**Provided text**
↓↓↓

Scientists say they might have located the source of migraine headaches, a finding that suggests a new target for drugs to stop the attacks that strike some 16-million Americans.
Brain scans of nine migraine patients, studied within six hours of the start of migraine attacks, showed persistent overactivity in a structure called the brain stem at the base of the brain. The scans revealed a possible migraine "generator" at the point where the brain stem joins the mid-brain, said Dr. Hans Christoph Diener.
Attacks might result from the generator's losing normal control over brain stem centers that regulate perception of pain and the expanding and contracting of blood vessels. Overactivity in those centers might in turn lead to migraine symptoms, said Diener, chairman of the neurology department at the University of Essen in Germany.
The generator "continues firing even when the headache is gone," he said. That fits in with what many patients say, that even after the pain is gone they still feel tired and "they somehow know that the attack is not over," he said.

↑↑↑

[Records from a collection]
↓↓↓

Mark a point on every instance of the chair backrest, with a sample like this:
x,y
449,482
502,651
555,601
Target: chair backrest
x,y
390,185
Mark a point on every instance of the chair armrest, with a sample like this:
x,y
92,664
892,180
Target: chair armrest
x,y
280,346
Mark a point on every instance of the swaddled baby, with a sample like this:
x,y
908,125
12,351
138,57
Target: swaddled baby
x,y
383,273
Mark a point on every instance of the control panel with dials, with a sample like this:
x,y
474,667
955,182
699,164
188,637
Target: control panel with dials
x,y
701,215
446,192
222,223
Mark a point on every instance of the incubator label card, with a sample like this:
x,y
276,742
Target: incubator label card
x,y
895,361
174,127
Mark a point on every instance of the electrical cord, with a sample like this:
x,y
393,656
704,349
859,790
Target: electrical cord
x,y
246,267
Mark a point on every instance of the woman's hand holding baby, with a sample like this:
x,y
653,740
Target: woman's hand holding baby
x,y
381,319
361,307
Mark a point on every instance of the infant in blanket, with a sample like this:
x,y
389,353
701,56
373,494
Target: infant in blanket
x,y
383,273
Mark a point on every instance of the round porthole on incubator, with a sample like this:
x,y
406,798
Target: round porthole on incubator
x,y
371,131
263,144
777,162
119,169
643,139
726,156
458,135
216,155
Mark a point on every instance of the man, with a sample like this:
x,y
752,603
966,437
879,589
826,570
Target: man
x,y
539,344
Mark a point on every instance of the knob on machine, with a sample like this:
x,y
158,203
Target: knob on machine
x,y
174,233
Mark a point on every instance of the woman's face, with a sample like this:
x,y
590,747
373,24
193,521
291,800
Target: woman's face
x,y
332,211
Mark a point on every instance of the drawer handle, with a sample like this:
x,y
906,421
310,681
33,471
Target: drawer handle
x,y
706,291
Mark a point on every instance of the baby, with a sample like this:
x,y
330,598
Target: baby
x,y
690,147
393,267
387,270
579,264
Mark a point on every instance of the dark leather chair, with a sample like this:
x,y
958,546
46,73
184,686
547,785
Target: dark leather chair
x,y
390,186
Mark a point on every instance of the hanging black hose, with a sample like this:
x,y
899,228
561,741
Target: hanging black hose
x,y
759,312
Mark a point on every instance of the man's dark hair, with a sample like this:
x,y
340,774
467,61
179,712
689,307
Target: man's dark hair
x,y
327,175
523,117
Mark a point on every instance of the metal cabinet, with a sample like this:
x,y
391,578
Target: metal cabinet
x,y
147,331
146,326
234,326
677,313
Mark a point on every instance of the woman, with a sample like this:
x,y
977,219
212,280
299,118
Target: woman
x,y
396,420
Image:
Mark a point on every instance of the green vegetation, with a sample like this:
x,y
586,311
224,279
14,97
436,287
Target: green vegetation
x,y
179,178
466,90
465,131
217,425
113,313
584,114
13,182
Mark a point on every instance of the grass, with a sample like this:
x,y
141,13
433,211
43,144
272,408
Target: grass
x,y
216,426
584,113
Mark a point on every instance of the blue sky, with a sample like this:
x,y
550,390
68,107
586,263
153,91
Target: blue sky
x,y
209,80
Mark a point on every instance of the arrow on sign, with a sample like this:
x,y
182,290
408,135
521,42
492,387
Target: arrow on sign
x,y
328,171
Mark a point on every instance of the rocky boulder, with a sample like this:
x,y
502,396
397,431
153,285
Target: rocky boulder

↑↑↑

**Task instructions**
Rewrite the paragraph of the migraine article that begins "Brain scans of nine migraine patients" as a shorter paragraph that keeps its main facts.

**Result**
Scans of nine migraine patients, taken within six hours of an attack's onset, showed lasting overactivity in the brain stem. According to Dr. Hans Christoph Diener, they pointed to a possible migraine "generator" where the brain stem meets the mid-brain.